> [Document]:
Reputation: 223
I have spent over 4 hours trying to find a regex patter to my php code without luck.
I have a string with html code. It has lot of urls formats like:
example.com
http://example.com
http://www.example.com
http://example.com/some.php
http://example.com/some.php?var1=1
http://example.com/some.php?var1=1&var2=2
etc.
I have the following php code working in part:
preg_match_all('/\b(?:(?:https?|ftp|file):\/\/|www\.|ftp\.)[-A-Z0-9+&@#\/%=~_|$?!:,.]*[A-Z0-9+&@#\/%=~_|$]/i', $content, $result, PREG_PATTERN_ORDER);
The only thing I need is ALSO capture urls with multiple query strings using "&" I get them, but not in full, I only receive things like:
http://example.com/asdad.php?var1=1&
The left is lost.
Can someone help me adding the part lost to the pattern?
Thanks so much in advance.
Upvotes: 7
Views: 10438
Reputation: 223
Well. Finally I got it:
The final regex code is:
$regex = "/\b(?:(?:https?|ftp):\/\/|www\.)[-a-z0-9+&@#\/%?=~_|!:,.;]*[-a-z0-9+&@#\/%=~_|]/i";
It works.

> [Data entries]:

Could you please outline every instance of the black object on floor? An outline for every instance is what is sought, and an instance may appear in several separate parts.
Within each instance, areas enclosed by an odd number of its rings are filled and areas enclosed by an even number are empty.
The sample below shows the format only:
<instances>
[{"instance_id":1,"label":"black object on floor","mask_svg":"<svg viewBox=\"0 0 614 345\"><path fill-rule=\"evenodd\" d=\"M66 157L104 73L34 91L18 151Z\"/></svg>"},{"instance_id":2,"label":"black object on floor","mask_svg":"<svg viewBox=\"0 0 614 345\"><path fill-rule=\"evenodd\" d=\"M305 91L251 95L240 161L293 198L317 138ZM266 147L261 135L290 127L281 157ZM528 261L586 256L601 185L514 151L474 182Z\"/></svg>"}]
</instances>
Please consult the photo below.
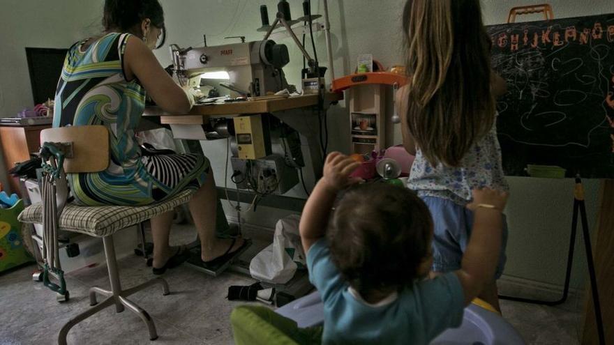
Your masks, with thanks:
<instances>
[{"instance_id":1,"label":"black object on floor","mask_svg":"<svg viewBox=\"0 0 614 345\"><path fill-rule=\"evenodd\" d=\"M163 266L160 268L152 267L151 271L156 275L160 275L166 272L167 268L173 268L177 267L184 263L190 256L190 252L185 247L179 247L174 255L170 257ZM152 259L153 263L153 259ZM149 263L149 260L148 260Z\"/></svg>"},{"instance_id":2,"label":"black object on floor","mask_svg":"<svg viewBox=\"0 0 614 345\"><path fill-rule=\"evenodd\" d=\"M499 295L502 300L523 302L525 303L533 303L548 306L557 305L564 302L567 300L569 292L569 278L571 276L571 263L574 262L574 247L576 243L576 229L578 227L578 213L580 213L581 221L582 222L582 233L584 239L585 252L586 253L586 261L588 266L588 273L590 277L590 287L594 306L595 321L597 321L597 334L599 337L599 344L605 345L605 334L604 332L604 321L601 319L601 309L599 304L599 296L597 289L597 282L595 276L594 263L592 259L592 248L590 245L590 234L588 231L588 221L586 218L586 208L584 203L584 187L582 185L582 180L580 176L576 176L576 188L574 191L574 213L571 218L571 234L569 238L569 250L567 253L567 267L565 272L565 284L563 287L563 296L559 300L553 301L533 300L522 297L507 296Z\"/></svg>"},{"instance_id":3,"label":"black object on floor","mask_svg":"<svg viewBox=\"0 0 614 345\"><path fill-rule=\"evenodd\" d=\"M245 243L238 250L207 263L203 262L201 259L200 248L193 248L190 250L190 258L186 261L186 264L214 277L217 277L227 268L236 259L239 258L251 244L250 240L246 239Z\"/></svg>"},{"instance_id":4,"label":"black object on floor","mask_svg":"<svg viewBox=\"0 0 614 345\"><path fill-rule=\"evenodd\" d=\"M154 243L151 242L147 242L145 243L145 254L147 255L151 255L154 252ZM143 256L143 245L141 243L137 245L137 247L135 248L135 255L138 256Z\"/></svg>"},{"instance_id":5,"label":"black object on floor","mask_svg":"<svg viewBox=\"0 0 614 345\"><path fill-rule=\"evenodd\" d=\"M264 289L260 282L255 282L248 286L231 285L228 286L228 300L246 300L255 301L258 295L258 291Z\"/></svg>"}]
</instances>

> [What this exercise asks]:
(a) According to the forum thread on the PHP URL regex, how long did the author spend searching for a working pattern?
(b) Continue the forum thread on the PHP URL regex from its final sentence.
The records are not required for this work.

> [Responses to the exercise]:
(a) Over 4 hours.

(b)
Upvotes: 11
Reputation: 4397
Check these pattern which can be used for any URL type
$regex = "((https?|ftp)\:\/\/)?"; // Checking scheme
$regex .= "([a-z0-9-.]*)\.([a-z]{2,3})"; // Checking host name and/or IP
$regex .= "(\:[0-9]{2,5})?"; // Check it it has port number
$regex .= "(\/([a-z0-9+\$_-]\.?)+)*\/?"; // The real path
$regex .= "(\?[a-z+&\$_.-][a-z0-9;:@&%=+\/\$_.-]*)?"; // Check the query string params
$regex .= "(#[a-z_.-][a-z0-9+\$_.-]*)?"; // Check anchors if are used.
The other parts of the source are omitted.